*SHORT TASK*
Please list every section heading in the AIC/BIC help page below, in the order they appear.

*SELECTION*

AIC.envcpt {EnvCpt}R Documentation

Computes the AIC/BIC measure for output from the envcpt function.

Description

Uses the likelihood and number of parameters from the output of the envcpt function and calculates the AIC/BIC measure for each model.

Usage

## S3 method for class 'envcpt'
AIC(object,...,k=2)
## S3 method for class 'envcpt'
BIC(object,...)

Arguments

object

A list produced as output from the envcpt function. In essence any list where the first element contains a matrix whose first row is twice the negative log-likelihood and second row is the number of parameters. Columns are different models to compare.

...

Used to pass the length of the data to the BIC function as argument n.

k

numeric, the penalty per parameter to be used: the default k=2 is the classical AIC. The value log(n) is hard coded into BIC.

Details

Calculates the AIC defined as -2*<log-likelihood> + 2*<number of parameters> or the BIC as -2*<log-likelihood> + log(n)*<number of parameters>. When comparing models the smaller the AIC/BIC the better the fit.

Value

Vector of AIC/BIC values the same length as the number of columns in the first entry to the input list (length 12 if output from envcpt is used). The column names from the envcpt output are preserved to give clear indication on models.

Author(s)

Simon Taylor and Rebecca Killick

See Also

envcpt

Examples

## Not run: 
set.seed(1)
x=c(rnorm(100,0,1),rnorm(100,5,1))
out=envcpt(x) # run all models with default values
out[[1]] # first row is twice the negative log-likelihood for each model
         # second row is the number of parameters
AIC(out) # returns AIC for each model.

Extracted data entries:
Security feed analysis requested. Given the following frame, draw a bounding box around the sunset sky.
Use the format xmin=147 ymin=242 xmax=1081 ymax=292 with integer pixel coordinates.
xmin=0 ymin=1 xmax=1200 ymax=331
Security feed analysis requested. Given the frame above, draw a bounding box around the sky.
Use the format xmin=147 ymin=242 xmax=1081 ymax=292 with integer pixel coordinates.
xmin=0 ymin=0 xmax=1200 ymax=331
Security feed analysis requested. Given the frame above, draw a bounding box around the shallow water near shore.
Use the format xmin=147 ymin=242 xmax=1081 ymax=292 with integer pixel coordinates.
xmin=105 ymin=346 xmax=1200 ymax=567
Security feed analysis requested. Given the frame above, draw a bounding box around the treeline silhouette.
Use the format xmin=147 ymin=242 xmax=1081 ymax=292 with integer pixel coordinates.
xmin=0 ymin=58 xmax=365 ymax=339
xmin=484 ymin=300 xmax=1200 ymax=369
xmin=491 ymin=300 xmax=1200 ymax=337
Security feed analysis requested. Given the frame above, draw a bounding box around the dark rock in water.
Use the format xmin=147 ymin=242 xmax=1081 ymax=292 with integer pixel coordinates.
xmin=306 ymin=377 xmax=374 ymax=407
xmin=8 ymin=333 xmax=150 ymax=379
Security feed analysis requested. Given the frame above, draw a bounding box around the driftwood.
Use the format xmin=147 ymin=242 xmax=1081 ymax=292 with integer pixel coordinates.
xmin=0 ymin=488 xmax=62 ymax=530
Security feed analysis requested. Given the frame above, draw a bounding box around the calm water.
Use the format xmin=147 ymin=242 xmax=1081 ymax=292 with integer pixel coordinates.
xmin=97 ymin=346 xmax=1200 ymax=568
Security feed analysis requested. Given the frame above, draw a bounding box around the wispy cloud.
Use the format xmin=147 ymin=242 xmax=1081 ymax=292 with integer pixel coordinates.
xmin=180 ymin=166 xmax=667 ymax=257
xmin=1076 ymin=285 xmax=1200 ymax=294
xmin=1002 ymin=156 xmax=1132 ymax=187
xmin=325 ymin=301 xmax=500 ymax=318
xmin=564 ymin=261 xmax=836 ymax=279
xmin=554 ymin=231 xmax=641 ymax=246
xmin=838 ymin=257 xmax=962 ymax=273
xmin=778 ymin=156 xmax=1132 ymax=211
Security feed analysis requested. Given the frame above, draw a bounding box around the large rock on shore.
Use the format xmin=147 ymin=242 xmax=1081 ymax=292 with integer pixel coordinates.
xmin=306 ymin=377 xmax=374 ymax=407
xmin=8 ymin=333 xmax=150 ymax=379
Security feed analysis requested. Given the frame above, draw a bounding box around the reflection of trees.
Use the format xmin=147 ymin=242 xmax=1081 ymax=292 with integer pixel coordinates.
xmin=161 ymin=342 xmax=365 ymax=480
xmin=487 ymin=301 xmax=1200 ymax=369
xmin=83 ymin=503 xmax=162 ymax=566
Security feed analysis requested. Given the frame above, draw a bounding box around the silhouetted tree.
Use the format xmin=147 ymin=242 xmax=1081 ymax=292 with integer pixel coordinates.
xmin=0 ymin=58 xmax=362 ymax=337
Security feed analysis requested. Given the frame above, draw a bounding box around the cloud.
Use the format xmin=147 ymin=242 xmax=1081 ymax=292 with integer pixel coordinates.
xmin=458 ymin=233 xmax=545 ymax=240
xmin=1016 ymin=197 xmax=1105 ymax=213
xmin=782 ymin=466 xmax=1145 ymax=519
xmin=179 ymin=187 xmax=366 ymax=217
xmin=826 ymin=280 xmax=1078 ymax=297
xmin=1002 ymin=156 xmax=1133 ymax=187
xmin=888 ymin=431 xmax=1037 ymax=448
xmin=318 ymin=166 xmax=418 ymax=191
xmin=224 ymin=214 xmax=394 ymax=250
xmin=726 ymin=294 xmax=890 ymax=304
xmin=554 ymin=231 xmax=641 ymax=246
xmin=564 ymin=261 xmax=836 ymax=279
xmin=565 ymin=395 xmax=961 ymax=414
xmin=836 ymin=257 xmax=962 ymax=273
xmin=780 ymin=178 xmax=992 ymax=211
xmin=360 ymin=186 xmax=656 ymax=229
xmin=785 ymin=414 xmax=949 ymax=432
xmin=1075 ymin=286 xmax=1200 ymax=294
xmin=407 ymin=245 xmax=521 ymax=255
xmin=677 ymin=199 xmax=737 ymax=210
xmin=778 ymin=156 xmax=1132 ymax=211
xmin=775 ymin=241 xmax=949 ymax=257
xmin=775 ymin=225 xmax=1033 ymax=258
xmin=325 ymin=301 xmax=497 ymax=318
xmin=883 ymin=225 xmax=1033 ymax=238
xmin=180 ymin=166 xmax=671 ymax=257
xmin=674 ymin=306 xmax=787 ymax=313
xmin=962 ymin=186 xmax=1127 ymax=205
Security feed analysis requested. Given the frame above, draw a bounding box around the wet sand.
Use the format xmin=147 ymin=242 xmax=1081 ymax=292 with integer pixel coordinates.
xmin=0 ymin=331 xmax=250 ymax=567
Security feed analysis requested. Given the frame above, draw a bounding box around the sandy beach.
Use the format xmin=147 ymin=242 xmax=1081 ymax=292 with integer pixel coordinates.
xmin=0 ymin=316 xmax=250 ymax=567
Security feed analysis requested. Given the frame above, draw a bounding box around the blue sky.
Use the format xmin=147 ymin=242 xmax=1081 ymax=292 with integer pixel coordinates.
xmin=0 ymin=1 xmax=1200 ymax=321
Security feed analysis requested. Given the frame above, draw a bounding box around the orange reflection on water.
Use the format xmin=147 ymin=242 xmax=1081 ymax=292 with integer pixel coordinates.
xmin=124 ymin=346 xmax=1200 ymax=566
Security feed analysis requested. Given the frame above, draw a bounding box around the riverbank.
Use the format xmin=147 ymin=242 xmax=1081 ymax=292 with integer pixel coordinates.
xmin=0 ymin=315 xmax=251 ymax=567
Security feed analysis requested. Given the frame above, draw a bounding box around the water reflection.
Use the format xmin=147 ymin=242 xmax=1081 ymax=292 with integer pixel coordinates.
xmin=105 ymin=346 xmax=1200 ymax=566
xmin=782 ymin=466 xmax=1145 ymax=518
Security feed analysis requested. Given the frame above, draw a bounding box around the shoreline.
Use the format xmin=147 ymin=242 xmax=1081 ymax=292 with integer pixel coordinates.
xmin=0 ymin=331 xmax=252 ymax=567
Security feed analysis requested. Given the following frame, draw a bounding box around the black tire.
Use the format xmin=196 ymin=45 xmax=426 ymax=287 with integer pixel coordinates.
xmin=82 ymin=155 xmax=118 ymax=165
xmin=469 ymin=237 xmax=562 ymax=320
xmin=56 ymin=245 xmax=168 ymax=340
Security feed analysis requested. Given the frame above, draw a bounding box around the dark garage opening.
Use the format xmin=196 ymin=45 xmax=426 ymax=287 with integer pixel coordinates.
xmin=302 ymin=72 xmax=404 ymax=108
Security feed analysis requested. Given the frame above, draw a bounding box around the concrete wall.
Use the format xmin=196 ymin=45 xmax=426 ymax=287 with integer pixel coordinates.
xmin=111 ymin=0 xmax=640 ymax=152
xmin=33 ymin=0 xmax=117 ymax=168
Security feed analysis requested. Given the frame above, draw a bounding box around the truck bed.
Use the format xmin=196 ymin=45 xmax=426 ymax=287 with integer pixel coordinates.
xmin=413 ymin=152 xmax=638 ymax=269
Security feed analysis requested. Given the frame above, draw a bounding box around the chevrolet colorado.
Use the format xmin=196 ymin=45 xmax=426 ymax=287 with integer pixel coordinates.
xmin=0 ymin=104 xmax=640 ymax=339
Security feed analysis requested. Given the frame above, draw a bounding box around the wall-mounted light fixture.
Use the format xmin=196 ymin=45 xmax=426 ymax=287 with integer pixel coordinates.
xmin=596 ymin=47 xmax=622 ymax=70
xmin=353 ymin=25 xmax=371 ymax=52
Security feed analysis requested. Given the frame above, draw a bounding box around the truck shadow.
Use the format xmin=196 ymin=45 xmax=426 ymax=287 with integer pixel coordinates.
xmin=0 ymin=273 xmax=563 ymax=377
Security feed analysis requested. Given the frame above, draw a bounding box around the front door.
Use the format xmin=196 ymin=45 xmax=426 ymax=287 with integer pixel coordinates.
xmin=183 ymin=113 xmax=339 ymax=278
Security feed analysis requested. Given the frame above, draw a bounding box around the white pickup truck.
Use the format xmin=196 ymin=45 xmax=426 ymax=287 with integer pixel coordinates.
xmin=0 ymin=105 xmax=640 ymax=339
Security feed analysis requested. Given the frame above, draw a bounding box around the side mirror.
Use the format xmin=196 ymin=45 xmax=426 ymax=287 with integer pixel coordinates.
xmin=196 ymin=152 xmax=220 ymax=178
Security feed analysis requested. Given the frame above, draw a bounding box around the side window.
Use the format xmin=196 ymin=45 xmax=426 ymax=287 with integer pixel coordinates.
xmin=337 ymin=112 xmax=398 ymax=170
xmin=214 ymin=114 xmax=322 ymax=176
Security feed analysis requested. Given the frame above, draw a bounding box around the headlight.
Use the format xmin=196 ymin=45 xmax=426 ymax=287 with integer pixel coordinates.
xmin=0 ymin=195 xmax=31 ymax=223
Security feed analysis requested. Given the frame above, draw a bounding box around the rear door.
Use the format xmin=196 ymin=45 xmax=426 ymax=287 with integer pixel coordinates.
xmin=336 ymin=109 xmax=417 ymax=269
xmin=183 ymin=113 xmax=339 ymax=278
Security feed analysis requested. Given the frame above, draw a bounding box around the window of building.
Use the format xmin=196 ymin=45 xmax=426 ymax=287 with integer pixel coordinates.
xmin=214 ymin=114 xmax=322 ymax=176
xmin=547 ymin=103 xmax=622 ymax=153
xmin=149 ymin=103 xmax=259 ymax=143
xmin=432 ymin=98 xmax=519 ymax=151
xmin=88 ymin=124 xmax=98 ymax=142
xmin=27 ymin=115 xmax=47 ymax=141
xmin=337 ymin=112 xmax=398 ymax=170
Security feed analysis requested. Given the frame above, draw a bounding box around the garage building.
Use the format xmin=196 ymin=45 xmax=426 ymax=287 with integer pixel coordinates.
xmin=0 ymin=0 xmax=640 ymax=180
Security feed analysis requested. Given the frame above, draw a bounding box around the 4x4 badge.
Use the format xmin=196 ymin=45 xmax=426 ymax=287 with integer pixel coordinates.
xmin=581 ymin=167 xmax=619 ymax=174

*EXERCISE ANSWER*
Description
Usage
Arguments
Details
Value
Author(s)
See Also
Examples